Return each line below holding the string "terrace".

[Start of section]

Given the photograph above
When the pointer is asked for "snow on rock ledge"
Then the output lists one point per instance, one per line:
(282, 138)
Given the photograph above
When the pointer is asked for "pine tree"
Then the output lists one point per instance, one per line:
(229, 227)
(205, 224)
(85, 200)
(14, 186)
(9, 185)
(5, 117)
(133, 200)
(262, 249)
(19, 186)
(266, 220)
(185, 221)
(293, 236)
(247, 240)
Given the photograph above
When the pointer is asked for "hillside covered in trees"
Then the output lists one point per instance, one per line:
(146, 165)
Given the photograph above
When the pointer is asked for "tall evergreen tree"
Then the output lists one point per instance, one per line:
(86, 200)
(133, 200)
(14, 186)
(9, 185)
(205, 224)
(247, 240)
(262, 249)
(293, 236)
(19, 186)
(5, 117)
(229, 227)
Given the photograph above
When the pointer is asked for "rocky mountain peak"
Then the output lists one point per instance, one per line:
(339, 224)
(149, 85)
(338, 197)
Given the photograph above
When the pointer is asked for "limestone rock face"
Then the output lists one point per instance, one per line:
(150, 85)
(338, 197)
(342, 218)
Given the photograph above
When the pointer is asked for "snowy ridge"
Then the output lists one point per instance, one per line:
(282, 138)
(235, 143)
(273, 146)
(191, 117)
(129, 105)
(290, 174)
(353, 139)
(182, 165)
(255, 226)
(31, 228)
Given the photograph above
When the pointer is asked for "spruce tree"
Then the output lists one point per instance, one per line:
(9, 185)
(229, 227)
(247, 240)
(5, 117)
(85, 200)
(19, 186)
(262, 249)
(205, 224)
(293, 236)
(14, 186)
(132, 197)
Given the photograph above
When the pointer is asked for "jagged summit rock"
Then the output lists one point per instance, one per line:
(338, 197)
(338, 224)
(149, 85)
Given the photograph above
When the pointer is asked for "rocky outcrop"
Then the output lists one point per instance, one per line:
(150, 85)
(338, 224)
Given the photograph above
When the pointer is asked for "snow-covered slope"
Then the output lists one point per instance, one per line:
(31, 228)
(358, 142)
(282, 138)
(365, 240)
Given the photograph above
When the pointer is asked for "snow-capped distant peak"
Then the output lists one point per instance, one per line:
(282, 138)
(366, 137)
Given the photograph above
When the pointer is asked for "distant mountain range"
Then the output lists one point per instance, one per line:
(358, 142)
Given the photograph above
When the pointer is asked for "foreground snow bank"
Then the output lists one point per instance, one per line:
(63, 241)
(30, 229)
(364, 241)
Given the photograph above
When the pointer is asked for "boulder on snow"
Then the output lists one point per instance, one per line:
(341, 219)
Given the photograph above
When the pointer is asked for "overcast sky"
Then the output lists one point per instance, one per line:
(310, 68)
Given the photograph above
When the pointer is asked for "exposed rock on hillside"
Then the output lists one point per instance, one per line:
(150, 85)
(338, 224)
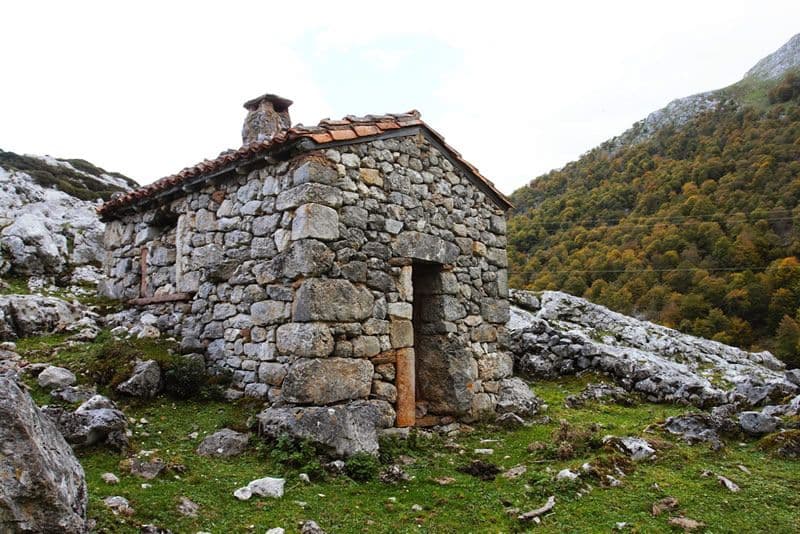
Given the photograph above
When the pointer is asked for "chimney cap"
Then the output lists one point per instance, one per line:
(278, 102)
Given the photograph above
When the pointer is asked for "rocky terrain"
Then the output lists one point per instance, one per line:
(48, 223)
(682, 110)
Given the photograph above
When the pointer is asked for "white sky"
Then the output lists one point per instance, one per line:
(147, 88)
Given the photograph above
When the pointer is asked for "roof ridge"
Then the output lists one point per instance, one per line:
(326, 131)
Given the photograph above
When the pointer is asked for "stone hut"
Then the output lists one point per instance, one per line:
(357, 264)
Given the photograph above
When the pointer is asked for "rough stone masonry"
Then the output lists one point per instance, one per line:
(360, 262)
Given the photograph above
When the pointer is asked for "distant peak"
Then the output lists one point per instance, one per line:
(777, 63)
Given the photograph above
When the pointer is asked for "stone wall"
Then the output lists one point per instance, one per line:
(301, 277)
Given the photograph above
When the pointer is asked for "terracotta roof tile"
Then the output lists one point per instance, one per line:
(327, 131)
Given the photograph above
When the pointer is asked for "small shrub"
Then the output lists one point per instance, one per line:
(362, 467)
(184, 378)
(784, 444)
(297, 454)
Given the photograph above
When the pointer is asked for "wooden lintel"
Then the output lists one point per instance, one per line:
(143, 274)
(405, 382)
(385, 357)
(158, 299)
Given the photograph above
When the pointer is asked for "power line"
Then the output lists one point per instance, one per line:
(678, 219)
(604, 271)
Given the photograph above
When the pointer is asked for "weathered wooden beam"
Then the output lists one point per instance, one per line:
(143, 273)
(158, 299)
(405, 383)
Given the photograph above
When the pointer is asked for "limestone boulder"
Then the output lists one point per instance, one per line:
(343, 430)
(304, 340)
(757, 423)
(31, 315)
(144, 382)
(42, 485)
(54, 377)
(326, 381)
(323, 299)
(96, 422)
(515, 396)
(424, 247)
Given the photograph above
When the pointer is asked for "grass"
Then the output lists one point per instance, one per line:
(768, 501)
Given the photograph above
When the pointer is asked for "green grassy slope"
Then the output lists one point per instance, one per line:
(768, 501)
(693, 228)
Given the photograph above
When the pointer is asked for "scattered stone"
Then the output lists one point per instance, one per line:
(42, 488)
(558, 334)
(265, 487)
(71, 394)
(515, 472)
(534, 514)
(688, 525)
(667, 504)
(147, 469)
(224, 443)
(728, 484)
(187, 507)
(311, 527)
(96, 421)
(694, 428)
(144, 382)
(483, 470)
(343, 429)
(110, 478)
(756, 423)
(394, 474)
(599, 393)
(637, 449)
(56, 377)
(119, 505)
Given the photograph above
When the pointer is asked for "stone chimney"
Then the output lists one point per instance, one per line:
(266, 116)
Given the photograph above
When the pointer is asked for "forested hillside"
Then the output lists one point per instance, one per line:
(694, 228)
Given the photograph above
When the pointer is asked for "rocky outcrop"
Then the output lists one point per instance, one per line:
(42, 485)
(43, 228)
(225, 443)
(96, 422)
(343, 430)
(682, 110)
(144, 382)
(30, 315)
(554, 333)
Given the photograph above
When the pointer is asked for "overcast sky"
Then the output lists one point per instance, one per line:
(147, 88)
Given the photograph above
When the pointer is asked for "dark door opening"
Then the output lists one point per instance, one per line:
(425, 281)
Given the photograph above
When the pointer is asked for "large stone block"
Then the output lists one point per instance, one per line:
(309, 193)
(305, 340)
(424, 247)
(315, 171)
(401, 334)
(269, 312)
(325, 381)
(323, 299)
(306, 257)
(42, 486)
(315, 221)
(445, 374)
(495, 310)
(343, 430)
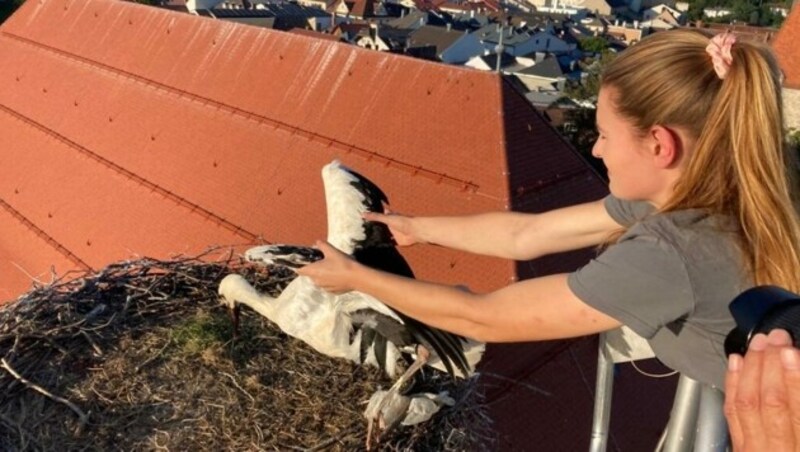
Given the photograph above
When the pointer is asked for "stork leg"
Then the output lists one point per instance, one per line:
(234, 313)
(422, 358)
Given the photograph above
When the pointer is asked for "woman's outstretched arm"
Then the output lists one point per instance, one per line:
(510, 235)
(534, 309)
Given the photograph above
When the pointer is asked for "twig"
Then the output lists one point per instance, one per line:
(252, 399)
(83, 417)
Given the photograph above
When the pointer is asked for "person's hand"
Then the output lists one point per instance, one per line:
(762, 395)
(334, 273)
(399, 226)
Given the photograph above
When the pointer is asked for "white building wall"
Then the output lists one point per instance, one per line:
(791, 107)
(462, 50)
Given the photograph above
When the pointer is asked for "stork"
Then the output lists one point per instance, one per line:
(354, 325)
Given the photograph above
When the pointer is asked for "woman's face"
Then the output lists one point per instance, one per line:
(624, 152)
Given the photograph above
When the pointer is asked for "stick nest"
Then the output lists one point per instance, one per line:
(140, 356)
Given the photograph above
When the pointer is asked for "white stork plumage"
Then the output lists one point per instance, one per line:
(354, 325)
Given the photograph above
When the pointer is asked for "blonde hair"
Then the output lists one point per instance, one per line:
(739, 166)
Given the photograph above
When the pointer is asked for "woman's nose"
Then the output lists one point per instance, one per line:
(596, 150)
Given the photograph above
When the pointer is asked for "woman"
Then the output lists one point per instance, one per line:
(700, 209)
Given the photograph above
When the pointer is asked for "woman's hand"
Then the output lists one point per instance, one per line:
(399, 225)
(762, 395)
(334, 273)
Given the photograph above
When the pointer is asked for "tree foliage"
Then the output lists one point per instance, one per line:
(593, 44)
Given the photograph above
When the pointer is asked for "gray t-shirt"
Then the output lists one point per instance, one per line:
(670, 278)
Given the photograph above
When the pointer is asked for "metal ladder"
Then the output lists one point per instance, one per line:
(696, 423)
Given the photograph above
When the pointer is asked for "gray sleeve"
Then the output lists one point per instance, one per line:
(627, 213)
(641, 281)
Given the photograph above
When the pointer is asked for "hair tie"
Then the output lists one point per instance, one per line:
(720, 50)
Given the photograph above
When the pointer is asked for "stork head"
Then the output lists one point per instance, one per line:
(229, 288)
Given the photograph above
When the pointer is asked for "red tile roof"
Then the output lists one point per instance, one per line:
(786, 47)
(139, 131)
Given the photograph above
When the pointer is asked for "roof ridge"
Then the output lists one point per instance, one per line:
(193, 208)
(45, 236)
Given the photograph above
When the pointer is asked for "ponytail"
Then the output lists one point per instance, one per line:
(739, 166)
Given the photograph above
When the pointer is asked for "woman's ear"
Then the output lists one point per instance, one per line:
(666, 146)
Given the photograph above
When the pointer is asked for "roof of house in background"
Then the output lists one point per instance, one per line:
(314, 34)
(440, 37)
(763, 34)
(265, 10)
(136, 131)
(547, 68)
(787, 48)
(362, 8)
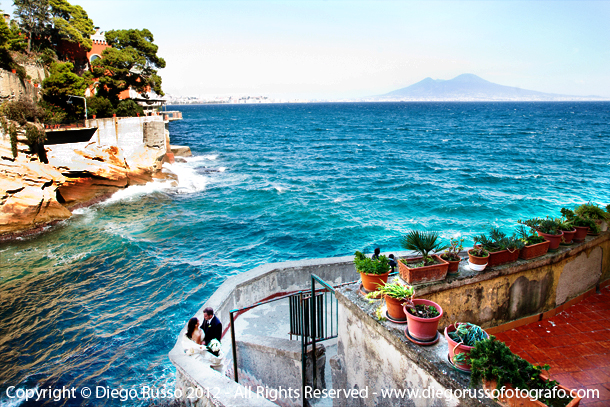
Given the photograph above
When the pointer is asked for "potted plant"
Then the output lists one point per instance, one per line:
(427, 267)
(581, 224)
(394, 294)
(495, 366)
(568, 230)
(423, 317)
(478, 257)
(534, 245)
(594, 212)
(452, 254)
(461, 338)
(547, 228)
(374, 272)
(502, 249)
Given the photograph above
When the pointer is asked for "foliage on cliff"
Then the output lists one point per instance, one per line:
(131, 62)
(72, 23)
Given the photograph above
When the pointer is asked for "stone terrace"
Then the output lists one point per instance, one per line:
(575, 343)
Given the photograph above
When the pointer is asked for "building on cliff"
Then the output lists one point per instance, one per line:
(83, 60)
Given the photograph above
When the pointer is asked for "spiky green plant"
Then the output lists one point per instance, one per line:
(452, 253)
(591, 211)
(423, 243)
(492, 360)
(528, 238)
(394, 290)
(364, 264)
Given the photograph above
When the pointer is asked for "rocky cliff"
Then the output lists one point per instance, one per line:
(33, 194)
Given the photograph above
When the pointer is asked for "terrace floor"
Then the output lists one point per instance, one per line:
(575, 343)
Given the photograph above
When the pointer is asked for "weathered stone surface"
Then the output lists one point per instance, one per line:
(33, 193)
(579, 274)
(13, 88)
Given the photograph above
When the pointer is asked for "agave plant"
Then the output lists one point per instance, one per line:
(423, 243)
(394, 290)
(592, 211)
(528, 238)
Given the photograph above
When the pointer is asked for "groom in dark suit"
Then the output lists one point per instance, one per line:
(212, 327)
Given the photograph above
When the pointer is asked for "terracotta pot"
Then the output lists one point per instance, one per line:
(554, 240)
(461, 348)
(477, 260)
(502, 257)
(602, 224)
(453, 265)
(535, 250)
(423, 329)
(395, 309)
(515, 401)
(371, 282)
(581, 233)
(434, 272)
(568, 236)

[End of section]

» Solution to this problem
When the pointer is asked for "stone terrace"
When the pointer is asked for "terrace floor"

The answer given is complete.